*Document*:
=-=-=-=-=

Town in Helmand Province, Afghanistan

Nawzad (نوزاد; also Now Zad) is a small town, the centre of Nawzad District in Helmand Province, Afghanistan. It is located at at an altitude of 1221 metres ASL. It was the site of the Battle of Nawzad.

Surrounded to the southwest and east by mountains, the town consists of a bazaar, one road, and a maze of mud-brick houses and compounds, interspersed with narrow alleys. The local economy traditionally revolves around opium poppy farming. Like much of Afghanistan, Nawzad and the surrounding area were largely peaceful after the 2001 invasion.

The animal rescue charity Nowzad Dogs, founded by Pen Farthing, is named after the town.

==Climate==
With an influence from the local steppe climate, Nawzad features a cold semi-arid climate (BSk) under the Köppen climate classification. The average temperature in Nawzad is 16.0 °C, while the annual precipitation averages 162 mm.

July is the warmest month of the year with an average temperature of 28.8 °C. The coldest month January has an average temperature of 2.9 °C.

Climate data for Musa Qala
| Month | Jan | Feb | Mar | Apr | May | Jun | Jul | Aug | Sep | Oct | Nov | Dec | Year |
| Mean daily maximum °C (°F) | 9.5 (49.1) | 11.9 (53.4) | 18.6 (65.5) | 24.9 (76.8) | 31.0 (87.8) | 36.6 (97.9) | 38.1 (100.6) | 36.6 (97.9) | 32.0 (89.6) | 25.8 (78.4) | 18.1 (64.6) | 12.2 (54.0) | 24.6 (76.3) |
| Daily mean °C (°F) | 2.9 (37.2) | 5.4 (41.7) | 11.4 (52.5) | 17.0 (62.6) | 22.2 (72.0) | 26.9 (80.4) | 28.8 (83.8) | 26.7 (80.1) | 21.5 (70.7) | 15.7 (60.3) | 9.1 (48.4) | 4.6 (40.3) | 16.0 (60.8) |
| Mean daily minimum °C (°F) | −3.4 (25.9) | −1.0 (30.2) | 4.3 (39.7) | 9.2 (48.6) | 13.4 (56.1) | 17.2 (63.0) | 19.5 (67.1) | 16.9 (62.4) | 11.0 (51.8) | 5.7 (42.3) | 0.2 (32.4) | −3.0 (26.6) | 7.5 (45.5) |
Source: Climate-Data.org

==Conflict==

During the early post-Taliban years, the town thrived, helped by irrigation from the Helmand and Arghandab Valley Authority. People came for miles to its bazaar; the United Nations even began building a school. But by early 2007, the estimated 10,000 civilian population, including Nawzad's police force, had fled, driven out by violence from returning Taliban insurgents.

=-=-=-=-=

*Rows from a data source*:
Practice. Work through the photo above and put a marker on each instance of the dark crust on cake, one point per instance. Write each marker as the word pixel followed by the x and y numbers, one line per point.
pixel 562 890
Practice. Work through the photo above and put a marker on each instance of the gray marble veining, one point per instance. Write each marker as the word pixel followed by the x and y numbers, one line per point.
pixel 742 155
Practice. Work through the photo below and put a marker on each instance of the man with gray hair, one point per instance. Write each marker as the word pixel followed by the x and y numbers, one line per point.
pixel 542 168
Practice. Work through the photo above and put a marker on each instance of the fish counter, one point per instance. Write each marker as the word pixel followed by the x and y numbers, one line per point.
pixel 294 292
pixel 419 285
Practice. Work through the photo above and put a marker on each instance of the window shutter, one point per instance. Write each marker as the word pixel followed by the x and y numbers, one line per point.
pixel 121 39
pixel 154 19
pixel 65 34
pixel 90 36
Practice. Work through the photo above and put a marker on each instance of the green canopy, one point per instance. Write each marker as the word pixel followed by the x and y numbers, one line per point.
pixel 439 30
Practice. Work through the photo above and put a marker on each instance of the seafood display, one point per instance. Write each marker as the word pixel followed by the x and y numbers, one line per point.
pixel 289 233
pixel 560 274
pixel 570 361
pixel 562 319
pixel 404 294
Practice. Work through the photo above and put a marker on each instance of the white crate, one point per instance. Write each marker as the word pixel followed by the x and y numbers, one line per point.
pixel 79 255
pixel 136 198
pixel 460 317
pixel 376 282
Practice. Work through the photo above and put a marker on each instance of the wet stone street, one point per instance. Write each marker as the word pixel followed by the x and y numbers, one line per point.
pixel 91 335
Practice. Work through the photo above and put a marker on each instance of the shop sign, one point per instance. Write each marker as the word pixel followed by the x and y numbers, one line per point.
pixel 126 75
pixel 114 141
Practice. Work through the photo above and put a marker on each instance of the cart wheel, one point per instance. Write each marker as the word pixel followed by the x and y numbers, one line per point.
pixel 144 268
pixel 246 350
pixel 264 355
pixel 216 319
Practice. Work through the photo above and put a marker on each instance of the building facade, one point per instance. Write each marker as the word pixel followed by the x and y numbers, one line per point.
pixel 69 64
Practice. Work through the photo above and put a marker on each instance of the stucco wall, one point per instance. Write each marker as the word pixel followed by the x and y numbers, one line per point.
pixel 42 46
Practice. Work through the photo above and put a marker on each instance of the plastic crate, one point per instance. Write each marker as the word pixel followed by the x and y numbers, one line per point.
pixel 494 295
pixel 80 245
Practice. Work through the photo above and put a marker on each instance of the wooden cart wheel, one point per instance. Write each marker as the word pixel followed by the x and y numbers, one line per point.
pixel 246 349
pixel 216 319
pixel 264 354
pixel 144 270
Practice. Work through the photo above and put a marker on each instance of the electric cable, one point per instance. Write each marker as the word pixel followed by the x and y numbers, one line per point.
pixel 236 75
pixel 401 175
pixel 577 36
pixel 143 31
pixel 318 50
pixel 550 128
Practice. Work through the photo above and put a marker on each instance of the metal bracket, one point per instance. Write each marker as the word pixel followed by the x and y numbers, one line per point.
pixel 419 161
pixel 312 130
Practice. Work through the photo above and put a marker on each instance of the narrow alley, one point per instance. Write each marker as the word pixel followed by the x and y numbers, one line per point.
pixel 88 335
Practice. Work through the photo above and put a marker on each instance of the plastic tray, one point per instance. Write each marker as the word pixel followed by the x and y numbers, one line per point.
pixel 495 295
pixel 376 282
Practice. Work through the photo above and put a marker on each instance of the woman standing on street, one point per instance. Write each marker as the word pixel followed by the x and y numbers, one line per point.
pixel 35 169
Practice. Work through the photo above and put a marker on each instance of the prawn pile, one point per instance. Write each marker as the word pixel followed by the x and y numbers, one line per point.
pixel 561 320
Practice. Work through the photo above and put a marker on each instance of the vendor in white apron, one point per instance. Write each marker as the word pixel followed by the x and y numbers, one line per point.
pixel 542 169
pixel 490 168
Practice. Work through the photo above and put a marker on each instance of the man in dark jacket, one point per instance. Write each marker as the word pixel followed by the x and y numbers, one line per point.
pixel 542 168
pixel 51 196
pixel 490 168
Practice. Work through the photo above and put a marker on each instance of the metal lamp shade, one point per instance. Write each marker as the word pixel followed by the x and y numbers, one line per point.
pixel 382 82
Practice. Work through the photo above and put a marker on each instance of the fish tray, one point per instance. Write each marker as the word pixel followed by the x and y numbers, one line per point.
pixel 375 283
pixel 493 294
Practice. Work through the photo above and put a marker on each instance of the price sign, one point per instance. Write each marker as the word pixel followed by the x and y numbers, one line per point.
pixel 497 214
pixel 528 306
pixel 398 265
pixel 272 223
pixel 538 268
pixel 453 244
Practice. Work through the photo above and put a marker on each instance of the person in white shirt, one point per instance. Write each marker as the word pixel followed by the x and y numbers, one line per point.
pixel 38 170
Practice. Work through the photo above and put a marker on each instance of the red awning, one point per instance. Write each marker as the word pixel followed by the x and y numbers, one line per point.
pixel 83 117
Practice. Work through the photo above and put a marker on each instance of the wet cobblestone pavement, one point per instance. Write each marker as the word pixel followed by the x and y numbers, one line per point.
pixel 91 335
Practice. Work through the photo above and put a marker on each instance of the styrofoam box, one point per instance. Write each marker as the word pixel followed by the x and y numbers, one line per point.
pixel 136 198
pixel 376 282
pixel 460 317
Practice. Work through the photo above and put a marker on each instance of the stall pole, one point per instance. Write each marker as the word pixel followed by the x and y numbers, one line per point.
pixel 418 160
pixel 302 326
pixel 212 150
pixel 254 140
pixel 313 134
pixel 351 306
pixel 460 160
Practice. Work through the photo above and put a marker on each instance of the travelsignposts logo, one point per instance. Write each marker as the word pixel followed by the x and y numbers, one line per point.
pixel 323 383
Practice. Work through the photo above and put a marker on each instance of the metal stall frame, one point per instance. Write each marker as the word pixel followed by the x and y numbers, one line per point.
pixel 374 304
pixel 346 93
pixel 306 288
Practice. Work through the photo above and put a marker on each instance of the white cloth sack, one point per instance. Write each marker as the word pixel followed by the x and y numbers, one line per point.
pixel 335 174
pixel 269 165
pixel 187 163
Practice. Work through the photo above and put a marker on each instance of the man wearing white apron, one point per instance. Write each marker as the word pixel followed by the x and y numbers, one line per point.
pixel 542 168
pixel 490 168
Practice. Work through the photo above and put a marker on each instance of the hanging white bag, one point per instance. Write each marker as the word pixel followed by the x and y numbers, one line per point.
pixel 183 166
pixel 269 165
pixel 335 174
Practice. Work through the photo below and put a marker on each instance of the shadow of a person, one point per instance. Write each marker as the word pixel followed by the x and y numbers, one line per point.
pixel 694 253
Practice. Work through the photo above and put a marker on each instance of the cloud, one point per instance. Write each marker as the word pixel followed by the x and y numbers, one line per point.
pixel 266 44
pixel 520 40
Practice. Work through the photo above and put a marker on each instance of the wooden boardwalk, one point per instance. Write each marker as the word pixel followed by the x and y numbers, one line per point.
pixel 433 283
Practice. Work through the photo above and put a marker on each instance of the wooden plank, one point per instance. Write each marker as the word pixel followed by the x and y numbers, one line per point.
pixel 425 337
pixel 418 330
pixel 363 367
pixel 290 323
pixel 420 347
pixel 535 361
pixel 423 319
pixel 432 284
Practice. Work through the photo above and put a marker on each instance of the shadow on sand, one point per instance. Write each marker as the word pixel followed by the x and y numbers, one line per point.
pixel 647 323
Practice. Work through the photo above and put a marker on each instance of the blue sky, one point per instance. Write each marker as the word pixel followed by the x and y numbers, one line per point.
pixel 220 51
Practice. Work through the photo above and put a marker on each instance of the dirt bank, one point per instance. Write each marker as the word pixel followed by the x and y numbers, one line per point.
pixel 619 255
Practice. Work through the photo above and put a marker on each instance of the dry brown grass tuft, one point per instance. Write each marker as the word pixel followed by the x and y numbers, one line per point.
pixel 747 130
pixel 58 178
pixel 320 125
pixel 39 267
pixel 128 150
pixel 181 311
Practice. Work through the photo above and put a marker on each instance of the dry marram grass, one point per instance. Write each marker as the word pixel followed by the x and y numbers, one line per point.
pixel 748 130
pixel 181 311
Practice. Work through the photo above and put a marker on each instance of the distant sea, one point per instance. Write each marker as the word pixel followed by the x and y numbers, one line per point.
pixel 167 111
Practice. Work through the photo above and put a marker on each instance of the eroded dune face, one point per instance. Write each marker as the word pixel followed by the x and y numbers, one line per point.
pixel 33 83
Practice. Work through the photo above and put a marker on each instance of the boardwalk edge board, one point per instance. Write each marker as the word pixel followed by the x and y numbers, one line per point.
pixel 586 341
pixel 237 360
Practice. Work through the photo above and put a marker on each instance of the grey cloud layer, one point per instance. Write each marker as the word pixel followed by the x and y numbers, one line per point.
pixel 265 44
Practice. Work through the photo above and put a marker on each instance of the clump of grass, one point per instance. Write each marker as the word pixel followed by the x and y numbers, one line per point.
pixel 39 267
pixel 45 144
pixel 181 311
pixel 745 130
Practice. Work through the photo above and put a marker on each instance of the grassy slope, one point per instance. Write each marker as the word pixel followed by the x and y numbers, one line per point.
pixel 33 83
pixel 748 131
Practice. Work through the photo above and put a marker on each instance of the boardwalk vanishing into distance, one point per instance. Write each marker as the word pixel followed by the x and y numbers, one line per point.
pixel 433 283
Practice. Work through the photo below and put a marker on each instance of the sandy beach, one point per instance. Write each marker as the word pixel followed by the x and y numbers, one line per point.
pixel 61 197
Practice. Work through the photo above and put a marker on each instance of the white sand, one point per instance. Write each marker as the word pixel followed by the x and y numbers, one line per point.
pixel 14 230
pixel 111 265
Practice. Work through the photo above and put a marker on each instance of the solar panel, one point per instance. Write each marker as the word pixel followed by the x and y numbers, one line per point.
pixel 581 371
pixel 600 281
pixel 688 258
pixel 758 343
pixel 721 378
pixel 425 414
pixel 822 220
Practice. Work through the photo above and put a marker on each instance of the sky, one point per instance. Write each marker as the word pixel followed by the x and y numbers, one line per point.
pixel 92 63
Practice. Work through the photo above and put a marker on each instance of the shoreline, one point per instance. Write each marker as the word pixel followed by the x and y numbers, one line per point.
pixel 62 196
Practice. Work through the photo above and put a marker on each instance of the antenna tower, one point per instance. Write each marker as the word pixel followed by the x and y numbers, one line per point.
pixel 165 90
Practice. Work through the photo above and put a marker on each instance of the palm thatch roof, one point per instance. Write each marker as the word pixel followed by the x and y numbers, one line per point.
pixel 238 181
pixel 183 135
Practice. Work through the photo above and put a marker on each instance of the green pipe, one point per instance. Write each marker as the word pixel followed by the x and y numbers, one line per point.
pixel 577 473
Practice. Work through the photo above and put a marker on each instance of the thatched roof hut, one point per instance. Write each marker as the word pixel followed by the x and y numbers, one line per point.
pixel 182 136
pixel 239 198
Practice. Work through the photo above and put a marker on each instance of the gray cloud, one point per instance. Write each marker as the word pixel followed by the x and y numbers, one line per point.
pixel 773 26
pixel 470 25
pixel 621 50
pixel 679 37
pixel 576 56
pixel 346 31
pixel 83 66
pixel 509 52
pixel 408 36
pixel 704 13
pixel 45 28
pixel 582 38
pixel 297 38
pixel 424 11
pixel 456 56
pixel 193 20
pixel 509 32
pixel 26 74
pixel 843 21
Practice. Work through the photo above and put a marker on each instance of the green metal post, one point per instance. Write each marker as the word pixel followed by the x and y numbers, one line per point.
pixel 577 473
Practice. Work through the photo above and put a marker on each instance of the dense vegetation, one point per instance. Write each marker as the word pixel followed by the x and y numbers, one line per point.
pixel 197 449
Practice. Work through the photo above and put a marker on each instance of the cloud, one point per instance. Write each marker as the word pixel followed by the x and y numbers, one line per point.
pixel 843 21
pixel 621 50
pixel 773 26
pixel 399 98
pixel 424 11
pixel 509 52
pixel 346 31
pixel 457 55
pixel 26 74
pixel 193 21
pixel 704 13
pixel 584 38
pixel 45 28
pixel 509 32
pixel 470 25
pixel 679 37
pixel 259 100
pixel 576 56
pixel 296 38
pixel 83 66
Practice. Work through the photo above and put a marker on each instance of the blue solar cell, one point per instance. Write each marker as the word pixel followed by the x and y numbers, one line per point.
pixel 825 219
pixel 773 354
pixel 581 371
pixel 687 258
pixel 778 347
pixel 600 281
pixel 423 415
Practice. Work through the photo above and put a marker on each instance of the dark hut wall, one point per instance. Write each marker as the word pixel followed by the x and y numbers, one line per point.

=-=-=-=-=

*To do*:
In the passage about Nawzad, rewrite the part from "During the early" to "returning Taliban insurgents.", changing "bazaar" to "market".

*Problem solution*:
During the early post-Taliban years, the town thrived, helped by irrigation from the Helmand and Arghandab Valley Authority. People came for miles to its market; the United Nations even began building a school. But by early 2007, the estimated 10,000 civilian population, including Nawzad's police force, had fled, driven out by violence from returning Taliban insurgents.